**** Source document

What is the most common mistake that retirees make when choosing where to settle?
Many retirees are relocating without due diligence. Many people relocate on a whim. Many people made a move to a place that they thought was a dream destination only to find it otherwise. The pace of life may be too fast or slow. The area may lack a sense of community. Before your retirement date, plan to spend some time in your chosen destination to get a feel.
What are some tips for living on a fixed income in retirement?
Living on a fixed income in retirement can be challenging. Retirees can adapt to living on a fixed income by tracking expenses, creating a budget to manage living expenses, and paying off debt.
What are the top factors retirees should consider in choosing which state to retire in?
The top factors retirees should consider in choosing which state to retire in are taxes, insurance, housing cost, everyday expenses, quality and cost of healthcare, and quality of life.
In evaluating the best states to retire, what are the top five indicators?
The top five indicators should be crime rate, cost of living, 60 & overpopulation, average property prices, and healthcare.
The financial impact of the pandemic has many Americans reevaluating their retirement plans. What are some new points of concern for future retirees in considering where to retire?

********

**Brief**
In the retirement text, retype word for word the part that starts with "Living on a fixed income in retirement can" and ends with "to retire in?".

**** Data supplied

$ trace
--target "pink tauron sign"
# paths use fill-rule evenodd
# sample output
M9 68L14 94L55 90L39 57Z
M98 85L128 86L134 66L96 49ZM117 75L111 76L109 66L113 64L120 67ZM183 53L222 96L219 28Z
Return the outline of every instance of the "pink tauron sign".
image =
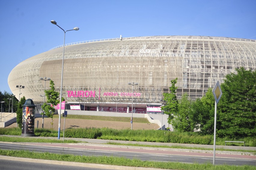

********

**Result of this exercise**
Living on a fixed income in retirement can be challenging. Retirees can adapt to living on a fixed income by tracking expenses, creating a budget to manage living expenses, and paying off debt.
What are the top factors retirees should consider in choosing which state to retire in?